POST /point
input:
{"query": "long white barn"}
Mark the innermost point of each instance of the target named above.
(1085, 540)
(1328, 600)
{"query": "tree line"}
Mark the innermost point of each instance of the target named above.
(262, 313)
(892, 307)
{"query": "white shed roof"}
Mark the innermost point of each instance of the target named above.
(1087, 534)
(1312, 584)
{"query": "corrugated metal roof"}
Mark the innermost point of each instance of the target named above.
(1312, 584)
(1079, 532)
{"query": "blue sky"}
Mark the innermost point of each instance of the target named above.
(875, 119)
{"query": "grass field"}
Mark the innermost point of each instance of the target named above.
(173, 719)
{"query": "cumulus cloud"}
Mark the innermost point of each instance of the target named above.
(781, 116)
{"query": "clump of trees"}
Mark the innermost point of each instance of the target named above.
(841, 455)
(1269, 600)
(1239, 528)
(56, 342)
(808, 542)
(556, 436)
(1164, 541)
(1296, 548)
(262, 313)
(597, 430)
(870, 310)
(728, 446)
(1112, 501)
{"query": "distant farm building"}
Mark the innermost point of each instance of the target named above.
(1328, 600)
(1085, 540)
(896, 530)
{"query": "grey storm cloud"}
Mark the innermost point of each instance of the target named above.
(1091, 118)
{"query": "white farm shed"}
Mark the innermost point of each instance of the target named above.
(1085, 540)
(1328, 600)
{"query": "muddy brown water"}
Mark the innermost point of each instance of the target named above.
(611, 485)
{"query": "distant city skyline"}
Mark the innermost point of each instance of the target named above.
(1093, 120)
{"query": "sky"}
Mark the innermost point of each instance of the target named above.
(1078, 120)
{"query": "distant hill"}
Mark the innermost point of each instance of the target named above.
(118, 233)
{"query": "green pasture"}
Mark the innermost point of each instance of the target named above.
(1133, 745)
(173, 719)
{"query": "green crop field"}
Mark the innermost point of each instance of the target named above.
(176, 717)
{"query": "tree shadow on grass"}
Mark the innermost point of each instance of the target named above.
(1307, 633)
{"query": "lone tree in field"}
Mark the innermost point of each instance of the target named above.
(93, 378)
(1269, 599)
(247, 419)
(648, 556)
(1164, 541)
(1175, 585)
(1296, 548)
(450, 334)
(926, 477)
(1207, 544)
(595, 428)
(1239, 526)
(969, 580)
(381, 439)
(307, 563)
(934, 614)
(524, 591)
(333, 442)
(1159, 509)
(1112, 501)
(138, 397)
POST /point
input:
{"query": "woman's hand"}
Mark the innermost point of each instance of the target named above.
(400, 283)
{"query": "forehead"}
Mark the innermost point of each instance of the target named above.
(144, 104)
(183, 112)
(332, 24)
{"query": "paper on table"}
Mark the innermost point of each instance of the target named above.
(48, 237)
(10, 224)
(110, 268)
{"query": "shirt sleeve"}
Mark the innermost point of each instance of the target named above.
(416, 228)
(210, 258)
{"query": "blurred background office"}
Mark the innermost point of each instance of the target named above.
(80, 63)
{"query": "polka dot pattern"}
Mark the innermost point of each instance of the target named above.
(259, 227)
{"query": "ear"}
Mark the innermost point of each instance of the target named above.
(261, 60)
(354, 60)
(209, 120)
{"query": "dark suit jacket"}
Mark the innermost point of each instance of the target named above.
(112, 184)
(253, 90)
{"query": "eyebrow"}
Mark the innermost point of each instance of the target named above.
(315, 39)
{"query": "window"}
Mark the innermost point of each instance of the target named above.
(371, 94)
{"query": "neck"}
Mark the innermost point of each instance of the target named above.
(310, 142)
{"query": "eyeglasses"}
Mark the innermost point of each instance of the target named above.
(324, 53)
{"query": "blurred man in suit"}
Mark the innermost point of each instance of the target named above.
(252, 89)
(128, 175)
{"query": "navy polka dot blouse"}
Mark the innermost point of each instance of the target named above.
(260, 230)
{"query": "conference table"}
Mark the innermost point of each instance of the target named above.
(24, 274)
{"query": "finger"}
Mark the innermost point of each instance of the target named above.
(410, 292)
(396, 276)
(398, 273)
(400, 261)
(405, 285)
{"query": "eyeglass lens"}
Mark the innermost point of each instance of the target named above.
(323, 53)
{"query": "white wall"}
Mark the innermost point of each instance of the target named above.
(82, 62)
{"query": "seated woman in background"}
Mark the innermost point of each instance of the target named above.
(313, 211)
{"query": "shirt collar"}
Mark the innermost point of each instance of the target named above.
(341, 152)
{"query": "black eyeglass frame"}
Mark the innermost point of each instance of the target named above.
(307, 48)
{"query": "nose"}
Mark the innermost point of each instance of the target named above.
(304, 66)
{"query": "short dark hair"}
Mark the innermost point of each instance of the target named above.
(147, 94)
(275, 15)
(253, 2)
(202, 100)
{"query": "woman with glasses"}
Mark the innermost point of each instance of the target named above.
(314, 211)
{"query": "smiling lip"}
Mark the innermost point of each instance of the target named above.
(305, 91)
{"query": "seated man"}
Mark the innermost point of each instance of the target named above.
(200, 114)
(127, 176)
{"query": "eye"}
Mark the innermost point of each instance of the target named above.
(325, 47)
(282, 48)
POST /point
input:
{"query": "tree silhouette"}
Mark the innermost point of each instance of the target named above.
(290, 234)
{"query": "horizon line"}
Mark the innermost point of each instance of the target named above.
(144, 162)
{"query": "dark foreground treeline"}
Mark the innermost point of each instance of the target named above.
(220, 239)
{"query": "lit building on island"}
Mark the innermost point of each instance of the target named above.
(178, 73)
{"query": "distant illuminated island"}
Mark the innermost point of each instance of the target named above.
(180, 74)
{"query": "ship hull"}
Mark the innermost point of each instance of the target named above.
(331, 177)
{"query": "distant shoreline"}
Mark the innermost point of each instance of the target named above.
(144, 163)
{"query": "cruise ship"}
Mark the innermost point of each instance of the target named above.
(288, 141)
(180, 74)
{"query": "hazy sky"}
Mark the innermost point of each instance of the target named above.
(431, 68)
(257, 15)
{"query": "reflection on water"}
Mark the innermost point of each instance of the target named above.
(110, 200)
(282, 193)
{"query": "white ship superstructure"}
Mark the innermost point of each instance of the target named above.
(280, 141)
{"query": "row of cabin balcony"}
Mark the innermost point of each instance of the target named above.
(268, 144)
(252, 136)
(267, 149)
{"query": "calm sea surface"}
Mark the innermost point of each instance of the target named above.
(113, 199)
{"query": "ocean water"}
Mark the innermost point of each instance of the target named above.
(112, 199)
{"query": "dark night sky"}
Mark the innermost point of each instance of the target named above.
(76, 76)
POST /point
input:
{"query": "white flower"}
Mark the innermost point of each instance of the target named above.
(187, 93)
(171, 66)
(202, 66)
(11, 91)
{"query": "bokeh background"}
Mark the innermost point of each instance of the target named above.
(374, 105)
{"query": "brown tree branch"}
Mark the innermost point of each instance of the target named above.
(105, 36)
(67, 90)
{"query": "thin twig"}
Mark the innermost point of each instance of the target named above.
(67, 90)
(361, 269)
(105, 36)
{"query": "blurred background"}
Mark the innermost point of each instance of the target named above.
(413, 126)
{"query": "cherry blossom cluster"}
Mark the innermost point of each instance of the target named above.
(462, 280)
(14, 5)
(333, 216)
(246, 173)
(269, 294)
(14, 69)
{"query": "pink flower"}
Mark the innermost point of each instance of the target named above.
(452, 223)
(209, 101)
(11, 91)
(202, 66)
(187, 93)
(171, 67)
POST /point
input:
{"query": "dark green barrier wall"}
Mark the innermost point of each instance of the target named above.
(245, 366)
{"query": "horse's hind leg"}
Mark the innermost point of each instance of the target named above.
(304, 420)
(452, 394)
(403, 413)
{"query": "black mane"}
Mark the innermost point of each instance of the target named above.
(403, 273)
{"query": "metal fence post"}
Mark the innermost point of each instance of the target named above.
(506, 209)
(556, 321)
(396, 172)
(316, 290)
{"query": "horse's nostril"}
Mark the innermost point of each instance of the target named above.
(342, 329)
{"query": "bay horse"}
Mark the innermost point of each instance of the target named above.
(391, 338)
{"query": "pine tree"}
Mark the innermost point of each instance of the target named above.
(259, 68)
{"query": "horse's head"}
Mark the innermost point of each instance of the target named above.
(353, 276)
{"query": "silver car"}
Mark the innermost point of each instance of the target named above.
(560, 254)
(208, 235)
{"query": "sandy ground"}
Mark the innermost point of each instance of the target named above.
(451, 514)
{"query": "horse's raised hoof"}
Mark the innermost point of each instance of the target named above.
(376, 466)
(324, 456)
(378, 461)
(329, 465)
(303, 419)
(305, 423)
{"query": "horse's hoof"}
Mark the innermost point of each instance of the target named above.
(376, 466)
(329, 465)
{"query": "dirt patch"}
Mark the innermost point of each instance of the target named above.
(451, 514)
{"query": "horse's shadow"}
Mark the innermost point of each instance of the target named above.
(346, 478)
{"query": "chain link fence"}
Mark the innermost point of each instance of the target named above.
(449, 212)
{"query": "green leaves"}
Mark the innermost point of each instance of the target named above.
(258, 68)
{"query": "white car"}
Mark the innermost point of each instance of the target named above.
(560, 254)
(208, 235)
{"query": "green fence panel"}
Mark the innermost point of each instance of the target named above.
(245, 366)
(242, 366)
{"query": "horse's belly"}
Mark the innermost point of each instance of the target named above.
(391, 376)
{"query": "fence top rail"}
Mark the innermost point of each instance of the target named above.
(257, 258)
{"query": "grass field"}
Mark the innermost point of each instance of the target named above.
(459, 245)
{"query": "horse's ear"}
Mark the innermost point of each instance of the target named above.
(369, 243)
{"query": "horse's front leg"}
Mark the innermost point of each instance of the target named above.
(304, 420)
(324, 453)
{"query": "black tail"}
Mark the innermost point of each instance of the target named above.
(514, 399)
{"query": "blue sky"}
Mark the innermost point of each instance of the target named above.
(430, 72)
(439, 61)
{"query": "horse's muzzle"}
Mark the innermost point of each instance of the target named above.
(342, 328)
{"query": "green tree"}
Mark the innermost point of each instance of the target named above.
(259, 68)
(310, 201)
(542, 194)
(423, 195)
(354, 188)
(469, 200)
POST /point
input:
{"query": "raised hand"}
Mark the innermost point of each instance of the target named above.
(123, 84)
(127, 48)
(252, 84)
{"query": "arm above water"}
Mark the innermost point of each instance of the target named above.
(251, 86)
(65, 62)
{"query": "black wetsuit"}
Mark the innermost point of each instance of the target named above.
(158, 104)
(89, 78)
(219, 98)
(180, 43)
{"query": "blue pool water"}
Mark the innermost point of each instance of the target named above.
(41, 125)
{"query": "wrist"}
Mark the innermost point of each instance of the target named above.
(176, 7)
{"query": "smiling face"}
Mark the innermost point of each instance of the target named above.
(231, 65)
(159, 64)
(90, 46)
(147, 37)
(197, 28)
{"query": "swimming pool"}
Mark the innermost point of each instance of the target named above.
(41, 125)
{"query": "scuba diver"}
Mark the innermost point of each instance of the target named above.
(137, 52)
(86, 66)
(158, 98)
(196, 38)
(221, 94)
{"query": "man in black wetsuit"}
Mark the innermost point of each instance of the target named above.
+ + +
What the task asks: Show every line above that contains the word "flower". Case counts.

Answer to the problem:
{"query": "white flower"}
{"query": "pink flower"}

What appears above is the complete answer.